→ **Goal**:
Copy out each of the records below word for word, with no changes.

(begin)

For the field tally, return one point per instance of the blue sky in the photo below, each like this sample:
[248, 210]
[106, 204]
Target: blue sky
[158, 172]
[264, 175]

(end)

→ **Answer to the exercise**:
For the field tally, return one point per instance of the blue sky in the photo below, each like this sample:
[248, 210]
[106, 204]
Target: blue sky
[158, 172]
[264, 175]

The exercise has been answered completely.